======== Source records

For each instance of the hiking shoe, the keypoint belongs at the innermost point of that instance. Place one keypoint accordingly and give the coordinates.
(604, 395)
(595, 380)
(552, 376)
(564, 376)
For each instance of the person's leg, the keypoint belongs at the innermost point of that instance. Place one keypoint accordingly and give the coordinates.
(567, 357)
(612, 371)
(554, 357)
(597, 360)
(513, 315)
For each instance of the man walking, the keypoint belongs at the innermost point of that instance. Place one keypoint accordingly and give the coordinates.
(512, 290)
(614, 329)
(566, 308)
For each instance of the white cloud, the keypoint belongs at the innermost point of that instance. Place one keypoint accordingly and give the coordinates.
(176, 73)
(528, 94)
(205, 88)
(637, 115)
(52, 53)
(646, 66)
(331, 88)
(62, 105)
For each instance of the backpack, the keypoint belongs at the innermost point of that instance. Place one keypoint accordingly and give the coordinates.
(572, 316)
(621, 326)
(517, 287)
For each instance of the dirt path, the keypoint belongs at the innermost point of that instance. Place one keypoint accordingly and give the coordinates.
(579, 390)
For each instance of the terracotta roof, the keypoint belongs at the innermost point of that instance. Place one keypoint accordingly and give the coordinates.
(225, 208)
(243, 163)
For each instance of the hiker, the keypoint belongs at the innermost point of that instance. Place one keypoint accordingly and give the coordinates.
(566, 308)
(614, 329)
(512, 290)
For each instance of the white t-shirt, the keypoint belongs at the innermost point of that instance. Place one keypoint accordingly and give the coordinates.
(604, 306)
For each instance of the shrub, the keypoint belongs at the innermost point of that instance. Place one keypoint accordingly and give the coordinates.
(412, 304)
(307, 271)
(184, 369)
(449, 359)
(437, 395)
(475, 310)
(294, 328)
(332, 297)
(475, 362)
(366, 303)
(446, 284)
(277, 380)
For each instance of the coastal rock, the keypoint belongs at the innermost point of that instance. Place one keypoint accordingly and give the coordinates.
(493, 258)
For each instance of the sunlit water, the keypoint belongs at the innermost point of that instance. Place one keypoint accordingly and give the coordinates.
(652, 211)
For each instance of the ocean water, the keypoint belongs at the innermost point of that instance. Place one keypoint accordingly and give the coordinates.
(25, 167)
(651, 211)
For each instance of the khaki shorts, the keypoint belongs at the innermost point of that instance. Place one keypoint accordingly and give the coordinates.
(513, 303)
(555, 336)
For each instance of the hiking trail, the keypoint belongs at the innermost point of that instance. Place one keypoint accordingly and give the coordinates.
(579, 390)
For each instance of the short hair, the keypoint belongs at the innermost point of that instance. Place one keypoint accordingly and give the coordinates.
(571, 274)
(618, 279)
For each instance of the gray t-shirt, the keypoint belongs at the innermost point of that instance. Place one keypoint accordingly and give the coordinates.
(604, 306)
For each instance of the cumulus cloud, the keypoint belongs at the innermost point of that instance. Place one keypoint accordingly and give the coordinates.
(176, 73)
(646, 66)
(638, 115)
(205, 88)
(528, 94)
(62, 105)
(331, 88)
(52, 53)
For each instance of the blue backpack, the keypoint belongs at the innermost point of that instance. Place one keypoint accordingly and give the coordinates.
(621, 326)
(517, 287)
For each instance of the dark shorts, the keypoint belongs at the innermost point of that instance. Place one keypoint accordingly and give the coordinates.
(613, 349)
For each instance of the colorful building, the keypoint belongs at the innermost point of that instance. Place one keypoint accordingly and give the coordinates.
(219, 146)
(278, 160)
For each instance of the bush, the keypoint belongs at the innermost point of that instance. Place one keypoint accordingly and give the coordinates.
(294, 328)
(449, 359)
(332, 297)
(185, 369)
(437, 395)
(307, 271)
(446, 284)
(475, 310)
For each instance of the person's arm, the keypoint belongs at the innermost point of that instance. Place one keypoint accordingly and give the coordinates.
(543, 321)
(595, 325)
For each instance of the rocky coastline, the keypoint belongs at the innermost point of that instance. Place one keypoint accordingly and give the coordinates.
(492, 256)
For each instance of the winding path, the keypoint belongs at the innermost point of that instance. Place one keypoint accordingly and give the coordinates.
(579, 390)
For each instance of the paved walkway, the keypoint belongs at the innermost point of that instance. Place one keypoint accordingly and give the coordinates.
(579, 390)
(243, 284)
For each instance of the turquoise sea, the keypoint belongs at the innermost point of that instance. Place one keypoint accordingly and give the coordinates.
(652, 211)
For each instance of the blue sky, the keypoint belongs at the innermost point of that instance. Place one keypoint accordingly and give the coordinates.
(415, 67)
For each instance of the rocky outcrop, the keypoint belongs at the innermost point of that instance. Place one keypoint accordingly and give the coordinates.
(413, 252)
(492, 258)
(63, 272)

================

Print the line containing "For each instance of the person's arm, the" and every line after it to the end of the records above, exactly as written, and nothing else.

For each instance of the person's arm, the keypoint belongs at the innermost point of that instance. Place one keypoint accordingly and give the coordinates.
(543, 321)
(595, 325)
For each instance of the rocky coastline, the keypoint belongs at the innermost point of that instance. Place one keypoint accordingly and give the coordinates.
(492, 256)
For each instance of the winding path, the keypoint belongs at the innermost point of that instance. Place one keypoint accordingly and give the coordinates.
(579, 390)
For each instance of the paved walkway, the keypoint belongs at the innermost point of that instance. Place one keypoint accordingly and give the coordinates.
(579, 390)
(243, 284)
For each instance of the turquoise sea, the keypoint belongs at the innermost point of that instance. Place one keypoint accordingly and give the coordinates.
(652, 211)
For each instance of the blue sky, the keypoint belongs at the innermost point of that instance. Place one keypoint accordingly and give the coordinates.
(415, 67)
For each instance of the rocky outcrop, the keypoint belongs at the innermost point of that instance. Place one keypoint accordingly and give the coordinates.
(413, 252)
(492, 258)
(63, 272)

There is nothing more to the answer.